_抜粋_:
体重管理で血圧を下げる

高血圧』の治療の目的は、血圧を適正範囲内に保ち、「心筋梗塞」や「脳卒中」などの命にかかわる合併症を防ぐことにあります。 治療の基本は生活習慣の改善で、体重管理で血圧をコントロールするには食生活や運動などが重要になります。 体重が増えてくると、それに伴って血圧も上がりやすくなり、肥満があると高血圧が起こる確率が2倍に増えます。 高血圧の人の過半数に肥満がみられるので、血圧をコントロールするためには、肥満がある人は減量して肥満を解消し、 肥満がない人は適正体重を維持することが有効です。 高血圧対策として減量の効果は大きいので、まずは3kgの減量を目標にして、減った体重を維持するよう心がけましょう。


■生活習慣改善のポイント

血圧を上げる要因の多くは、日常生活の中にあります。 そうした要因を改善するだけでも、血圧を下げる効果が期待できます。

▼食事
食塩の摂取や、コレステロールや飽和脂肪酸を多く含む食品の摂取を抑え、 野菜や果物を積極的に摂るようにします。

▼適正体重の維持
太っている人は減量し、そうでない人も体重が増えすぎないように気を付けます。

▼運動
適度な量の有酸素運動を習慣づけます。

▼節酒・禁煙
血圧はもちろん、健康全般に影響を与える過度のアルコールに注意し、禁煙します。

こうした生活習慣の改善だけでは血圧が十分に下がらない時や、腎臓などの臓器に障害が現れている場合は、 降圧薬が用いられます(薬物療法)。 しかし、薬物療法を始めてからも、治療の基本は生活習慣の改善にあります。 薬は血圧を下げる効果に優れていますが、肥満などの、血圧を上げる要因を解消するものではないからです。 生活習慣の改善は、自分でできる高血圧の治療法です。しっかりと身につけて、血圧をコントロールしていきましょう。


■血圧と体重

適正体重の維持が血圧コントロールにつながる

肥満のある人は、体重を減らすだけでも、血圧が下がります。

●減量の効果

体重と血圧の関係を調べたある研究では、体重が1kg減ると、血圧は約1.7mmHg下がることがわかっています。 つまり、3kg減量するだけでも、血圧が5mmHg下がることになるので、減量の効果は大変大きいと言えます。 減量することは、高血圧だけでなく、「糖尿病」や「高脂血症」などの生活習慣病の改善や予防になります。 したがって、動脈硬化の進行を防ぎ、 心筋梗塞や脳卒中などの命にかかわる合併症を予防することにもつながります。
また、体重が重いと、腰や膝などにも大きな負担がかかります。 腰や膝の痛みなどを予防する意味でも、減量は大きな効果があります。 肥満のある人は、減量を心がけることが、高血圧の治療の第一歩なのです。

_確認問題_:
• a. 抜粋によると、体重が1kg減ると血圧は約何mmHg下がるか。
• b. 抜粋の「生活習慣改善のポイント」の下に見出しとして挙げられている項目を、すべて書き出せ。
• c. 抜粋のうち、「血圧を上げる要因の多くは、日」と「適度な量の有酸素運動を習慣づけます。」の間を、両端の語句も含めて一字も変えずに返してください。

_記録データ_:
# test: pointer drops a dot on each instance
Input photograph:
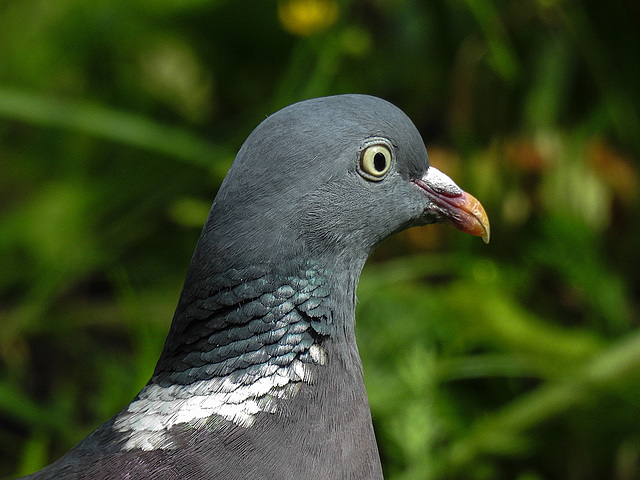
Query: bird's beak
(457, 207)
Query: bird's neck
(248, 342)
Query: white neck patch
(148, 419)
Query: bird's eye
(375, 162)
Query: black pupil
(379, 161)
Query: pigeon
(260, 375)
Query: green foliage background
(119, 118)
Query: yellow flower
(306, 17)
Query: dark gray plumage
(260, 375)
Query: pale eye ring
(375, 161)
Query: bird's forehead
(329, 129)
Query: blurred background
(517, 360)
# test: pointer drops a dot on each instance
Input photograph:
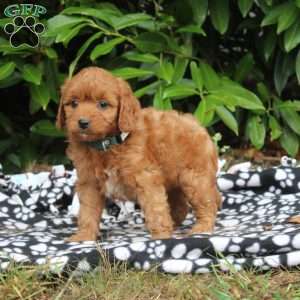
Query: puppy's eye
(102, 104)
(74, 103)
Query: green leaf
(141, 57)
(291, 118)
(294, 105)
(236, 95)
(179, 68)
(219, 13)
(148, 89)
(283, 69)
(290, 142)
(269, 43)
(211, 79)
(47, 128)
(165, 71)
(292, 37)
(151, 42)
(196, 75)
(101, 14)
(227, 117)
(192, 29)
(40, 94)
(51, 53)
(297, 66)
(244, 67)
(275, 128)
(130, 20)
(199, 8)
(256, 130)
(178, 91)
(128, 72)
(60, 22)
(273, 15)
(6, 70)
(105, 47)
(66, 35)
(205, 112)
(245, 6)
(32, 73)
(287, 17)
(82, 49)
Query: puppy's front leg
(92, 202)
(152, 197)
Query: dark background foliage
(234, 64)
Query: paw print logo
(24, 31)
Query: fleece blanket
(254, 228)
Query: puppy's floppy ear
(129, 107)
(61, 117)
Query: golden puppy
(163, 160)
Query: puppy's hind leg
(201, 191)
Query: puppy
(163, 160)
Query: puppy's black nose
(83, 123)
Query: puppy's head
(95, 104)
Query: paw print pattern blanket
(253, 227)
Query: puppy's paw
(81, 237)
(201, 228)
(161, 235)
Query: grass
(118, 282)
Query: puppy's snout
(83, 123)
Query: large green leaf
(151, 42)
(196, 75)
(205, 112)
(211, 79)
(47, 128)
(283, 69)
(60, 22)
(40, 94)
(130, 20)
(178, 91)
(288, 16)
(81, 51)
(105, 47)
(289, 141)
(219, 13)
(128, 72)
(245, 6)
(236, 95)
(297, 66)
(244, 67)
(275, 128)
(273, 15)
(141, 57)
(256, 130)
(227, 117)
(199, 8)
(291, 118)
(292, 37)
(179, 68)
(32, 73)
(269, 43)
(6, 70)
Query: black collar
(106, 143)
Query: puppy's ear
(129, 107)
(61, 117)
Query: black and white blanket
(252, 231)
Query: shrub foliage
(234, 64)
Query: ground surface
(120, 283)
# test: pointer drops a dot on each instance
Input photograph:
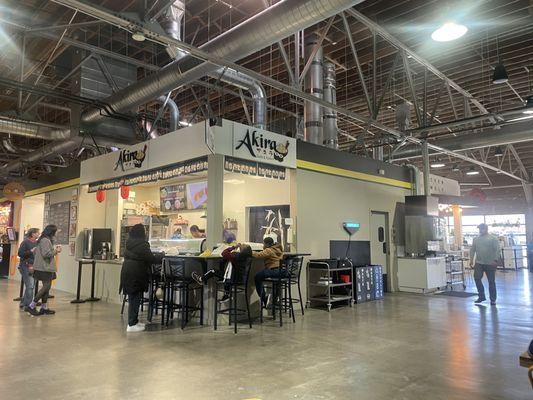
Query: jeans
(264, 274)
(490, 271)
(134, 303)
(43, 292)
(27, 279)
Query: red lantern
(125, 192)
(100, 195)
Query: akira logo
(131, 159)
(260, 147)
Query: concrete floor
(405, 347)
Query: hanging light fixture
(529, 105)
(449, 31)
(438, 164)
(138, 36)
(500, 74)
(472, 172)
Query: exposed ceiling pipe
(37, 130)
(314, 85)
(256, 89)
(331, 130)
(172, 23)
(267, 27)
(509, 134)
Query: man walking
(486, 249)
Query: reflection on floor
(405, 347)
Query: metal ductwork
(256, 89)
(267, 27)
(313, 84)
(172, 23)
(331, 130)
(509, 134)
(36, 130)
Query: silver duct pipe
(256, 89)
(267, 27)
(509, 134)
(331, 130)
(313, 84)
(172, 22)
(37, 130)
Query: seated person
(196, 232)
(177, 234)
(237, 255)
(272, 254)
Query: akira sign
(259, 145)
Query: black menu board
(59, 215)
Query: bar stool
(237, 285)
(177, 275)
(281, 293)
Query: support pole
(425, 156)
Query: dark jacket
(138, 259)
(272, 256)
(238, 260)
(25, 252)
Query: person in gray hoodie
(26, 256)
(44, 269)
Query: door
(379, 239)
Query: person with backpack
(44, 269)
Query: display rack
(455, 272)
(324, 282)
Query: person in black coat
(135, 274)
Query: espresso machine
(97, 243)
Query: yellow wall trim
(51, 188)
(352, 174)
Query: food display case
(175, 247)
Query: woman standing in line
(26, 256)
(44, 269)
(135, 274)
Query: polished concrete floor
(405, 347)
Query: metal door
(379, 239)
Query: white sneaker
(135, 328)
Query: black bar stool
(281, 291)
(237, 284)
(177, 275)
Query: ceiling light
(500, 74)
(529, 105)
(449, 31)
(138, 36)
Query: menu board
(172, 198)
(59, 215)
(197, 195)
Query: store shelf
(326, 299)
(331, 284)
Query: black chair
(237, 285)
(177, 276)
(294, 266)
(281, 289)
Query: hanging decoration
(14, 191)
(125, 192)
(100, 196)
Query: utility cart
(330, 281)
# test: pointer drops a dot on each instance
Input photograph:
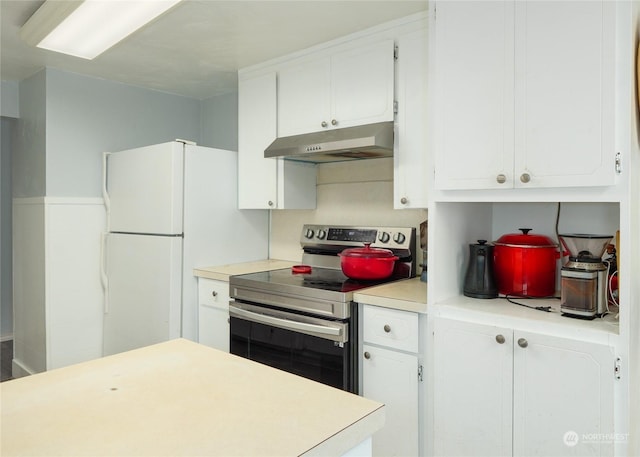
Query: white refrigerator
(170, 207)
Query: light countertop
(406, 295)
(180, 398)
(223, 272)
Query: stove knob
(399, 238)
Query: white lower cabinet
(501, 391)
(213, 313)
(391, 368)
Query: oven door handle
(286, 324)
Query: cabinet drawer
(390, 327)
(213, 293)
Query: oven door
(314, 348)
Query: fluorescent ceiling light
(88, 28)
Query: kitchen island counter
(180, 398)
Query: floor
(6, 354)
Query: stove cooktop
(320, 278)
(324, 291)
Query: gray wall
(88, 116)
(66, 121)
(29, 164)
(6, 289)
(220, 122)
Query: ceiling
(196, 48)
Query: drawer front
(213, 293)
(389, 327)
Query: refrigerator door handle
(104, 279)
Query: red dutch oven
(367, 263)
(525, 264)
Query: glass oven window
(312, 357)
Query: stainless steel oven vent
(370, 141)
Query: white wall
(359, 192)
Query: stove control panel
(388, 237)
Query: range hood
(370, 141)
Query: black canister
(479, 282)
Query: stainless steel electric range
(303, 319)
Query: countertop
(180, 398)
(407, 295)
(223, 272)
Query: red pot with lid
(525, 264)
(367, 263)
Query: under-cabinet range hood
(370, 141)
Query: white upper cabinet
(410, 162)
(267, 183)
(522, 100)
(343, 89)
(257, 130)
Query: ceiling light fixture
(88, 28)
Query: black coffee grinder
(584, 277)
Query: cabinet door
(304, 97)
(410, 167)
(565, 83)
(474, 95)
(256, 130)
(563, 389)
(472, 376)
(391, 377)
(362, 85)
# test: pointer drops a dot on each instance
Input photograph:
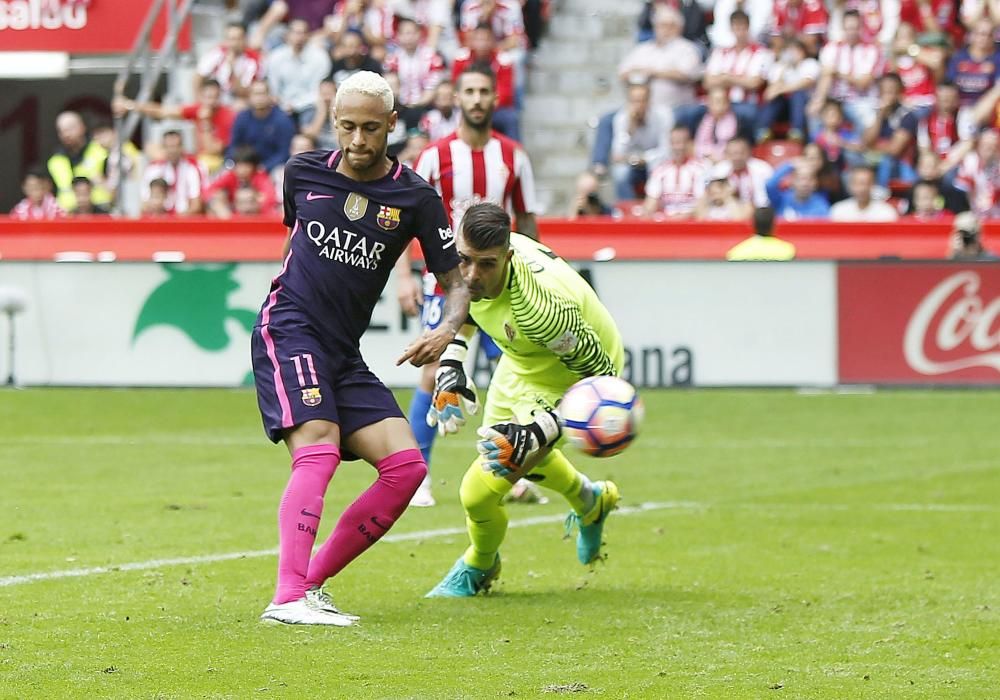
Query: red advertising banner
(79, 26)
(912, 323)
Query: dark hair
(763, 221)
(486, 225)
(479, 68)
(246, 154)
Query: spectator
(350, 55)
(741, 69)
(805, 20)
(717, 127)
(979, 176)
(860, 206)
(420, 68)
(232, 65)
(246, 173)
(246, 202)
(719, 201)
(155, 201)
(763, 245)
(801, 201)
(83, 190)
(263, 126)
(749, 175)
(630, 141)
(77, 156)
(314, 12)
(893, 134)
(372, 19)
(294, 71)
(721, 33)
(182, 173)
(677, 183)
(789, 82)
(482, 48)
(928, 204)
(442, 118)
(670, 64)
(849, 69)
(918, 65)
(838, 138)
(587, 200)
(213, 120)
(38, 204)
(966, 240)
(974, 68)
(323, 129)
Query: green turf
(828, 546)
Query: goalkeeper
(553, 331)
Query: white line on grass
(253, 554)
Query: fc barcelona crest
(355, 206)
(312, 397)
(388, 217)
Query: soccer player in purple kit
(351, 212)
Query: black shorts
(299, 379)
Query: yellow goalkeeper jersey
(548, 321)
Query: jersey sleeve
(437, 240)
(554, 322)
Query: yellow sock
(485, 516)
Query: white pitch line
(254, 554)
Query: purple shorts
(299, 379)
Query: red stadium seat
(775, 152)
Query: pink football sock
(370, 516)
(298, 516)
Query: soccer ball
(601, 415)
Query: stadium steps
(571, 83)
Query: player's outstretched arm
(430, 346)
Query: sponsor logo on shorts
(355, 206)
(312, 397)
(388, 217)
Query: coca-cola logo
(959, 328)
(21, 15)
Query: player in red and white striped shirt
(39, 204)
(419, 67)
(675, 185)
(474, 164)
(184, 175)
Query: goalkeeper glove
(507, 447)
(454, 392)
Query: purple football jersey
(346, 237)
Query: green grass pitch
(797, 546)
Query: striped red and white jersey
(49, 208)
(186, 181)
(244, 70)
(499, 173)
(751, 61)
(418, 72)
(855, 61)
(677, 186)
(437, 126)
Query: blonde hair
(369, 84)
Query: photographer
(965, 239)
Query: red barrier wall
(202, 239)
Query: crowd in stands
(266, 92)
(848, 110)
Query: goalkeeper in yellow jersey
(553, 331)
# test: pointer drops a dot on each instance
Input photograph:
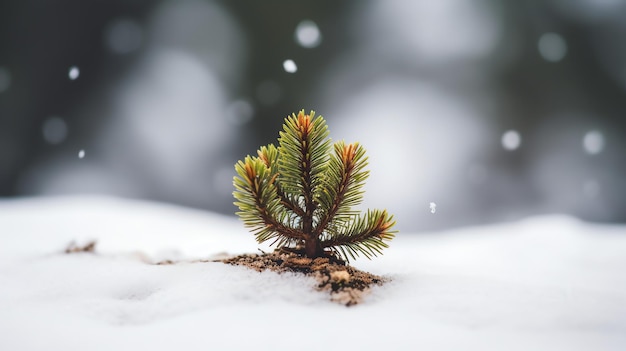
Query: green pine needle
(301, 193)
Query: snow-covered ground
(546, 283)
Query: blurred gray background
(493, 110)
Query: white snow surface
(545, 283)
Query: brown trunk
(312, 247)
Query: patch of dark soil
(89, 247)
(346, 285)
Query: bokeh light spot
(290, 66)
(593, 142)
(307, 34)
(511, 140)
(73, 73)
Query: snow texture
(546, 283)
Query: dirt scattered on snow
(75, 248)
(346, 285)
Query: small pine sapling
(300, 194)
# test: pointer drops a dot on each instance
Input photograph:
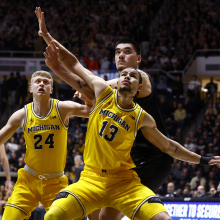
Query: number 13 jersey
(111, 132)
(46, 139)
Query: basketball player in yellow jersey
(107, 179)
(45, 124)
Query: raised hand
(42, 26)
(215, 161)
(84, 98)
(52, 56)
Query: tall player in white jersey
(75, 200)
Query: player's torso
(143, 152)
(46, 139)
(111, 132)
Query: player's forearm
(74, 81)
(179, 152)
(5, 165)
(65, 57)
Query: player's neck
(125, 101)
(42, 106)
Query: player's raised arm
(97, 84)
(14, 122)
(5, 164)
(66, 58)
(168, 146)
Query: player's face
(125, 56)
(129, 81)
(41, 85)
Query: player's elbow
(168, 146)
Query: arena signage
(193, 210)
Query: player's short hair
(140, 77)
(78, 157)
(44, 74)
(130, 41)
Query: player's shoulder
(18, 116)
(62, 105)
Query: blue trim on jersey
(121, 108)
(17, 207)
(137, 122)
(37, 116)
(77, 198)
(101, 101)
(58, 113)
(25, 117)
(138, 207)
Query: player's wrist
(205, 160)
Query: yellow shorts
(95, 190)
(30, 190)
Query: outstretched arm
(66, 58)
(14, 122)
(5, 164)
(97, 84)
(174, 149)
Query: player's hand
(216, 161)
(42, 26)
(52, 56)
(84, 98)
(8, 185)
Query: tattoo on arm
(63, 59)
(176, 149)
(81, 84)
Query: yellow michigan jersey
(111, 132)
(46, 139)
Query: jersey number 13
(112, 133)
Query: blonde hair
(43, 73)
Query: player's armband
(205, 160)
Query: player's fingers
(45, 55)
(53, 46)
(49, 50)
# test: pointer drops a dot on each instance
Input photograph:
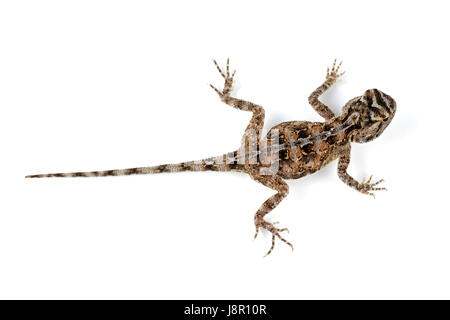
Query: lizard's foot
(261, 223)
(333, 75)
(366, 186)
(228, 80)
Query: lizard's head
(370, 114)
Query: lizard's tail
(226, 162)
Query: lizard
(290, 150)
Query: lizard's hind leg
(252, 134)
(274, 182)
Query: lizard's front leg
(331, 78)
(274, 182)
(363, 186)
(252, 133)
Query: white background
(87, 85)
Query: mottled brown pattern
(290, 150)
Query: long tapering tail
(226, 162)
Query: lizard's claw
(228, 79)
(275, 233)
(366, 186)
(333, 75)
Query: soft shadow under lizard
(290, 150)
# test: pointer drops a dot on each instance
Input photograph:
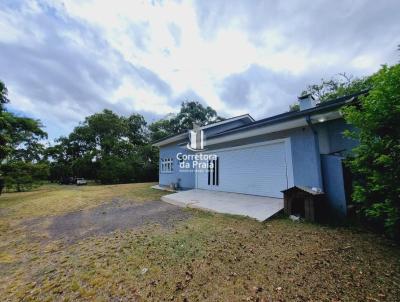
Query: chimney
(307, 101)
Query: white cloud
(143, 56)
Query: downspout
(317, 151)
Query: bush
(376, 161)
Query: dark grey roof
(320, 108)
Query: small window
(167, 165)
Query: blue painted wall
(334, 183)
(331, 134)
(187, 179)
(309, 169)
(305, 157)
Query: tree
(376, 160)
(106, 147)
(340, 85)
(191, 112)
(21, 150)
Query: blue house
(264, 157)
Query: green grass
(208, 257)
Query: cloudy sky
(64, 60)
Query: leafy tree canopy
(191, 112)
(338, 86)
(21, 149)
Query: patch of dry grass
(54, 199)
(209, 257)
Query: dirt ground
(120, 243)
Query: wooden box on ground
(304, 202)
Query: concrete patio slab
(258, 207)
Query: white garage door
(256, 170)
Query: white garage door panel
(257, 170)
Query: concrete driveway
(258, 207)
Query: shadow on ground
(109, 217)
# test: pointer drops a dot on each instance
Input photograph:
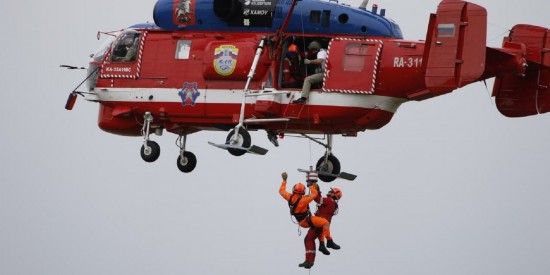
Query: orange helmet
(336, 192)
(299, 188)
(292, 48)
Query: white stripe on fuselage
(211, 96)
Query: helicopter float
(218, 65)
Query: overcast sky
(450, 186)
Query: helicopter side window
(125, 49)
(183, 48)
(354, 59)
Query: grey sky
(450, 186)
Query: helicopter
(222, 65)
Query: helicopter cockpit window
(126, 47)
(100, 53)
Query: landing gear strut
(186, 160)
(240, 139)
(328, 163)
(328, 166)
(150, 151)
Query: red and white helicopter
(220, 65)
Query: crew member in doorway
(298, 203)
(320, 61)
(327, 207)
(292, 74)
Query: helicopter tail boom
(525, 91)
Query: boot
(331, 244)
(323, 249)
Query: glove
(284, 175)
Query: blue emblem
(189, 93)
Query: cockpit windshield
(125, 47)
(100, 53)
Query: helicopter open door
(354, 60)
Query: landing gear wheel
(332, 166)
(243, 140)
(151, 152)
(187, 163)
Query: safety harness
(299, 216)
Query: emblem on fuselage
(189, 93)
(225, 59)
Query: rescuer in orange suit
(299, 208)
(326, 208)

_各問の解答_:
• a. 約1.7mmHg下がる。

• b. 食事、適正体重の維持、運動、節酒・禁煙

• c.
血圧を上げる要因の多くは、日常生活の中にあります。 そうした要因を改善するだけでも、血圧を下げる効果が期待できます。

▼食事
食塩の摂取や、コレステロールや飽和脂肪酸を多く含む食品の摂取を抑え、 野菜や果物を積極的に摂るようにします。

▼適正体重の維持
太っている人は減量し、そうでない人も体重が増えすぎないように気を付けます。

▼運動
適度な量の有酸素運動を習慣づけます。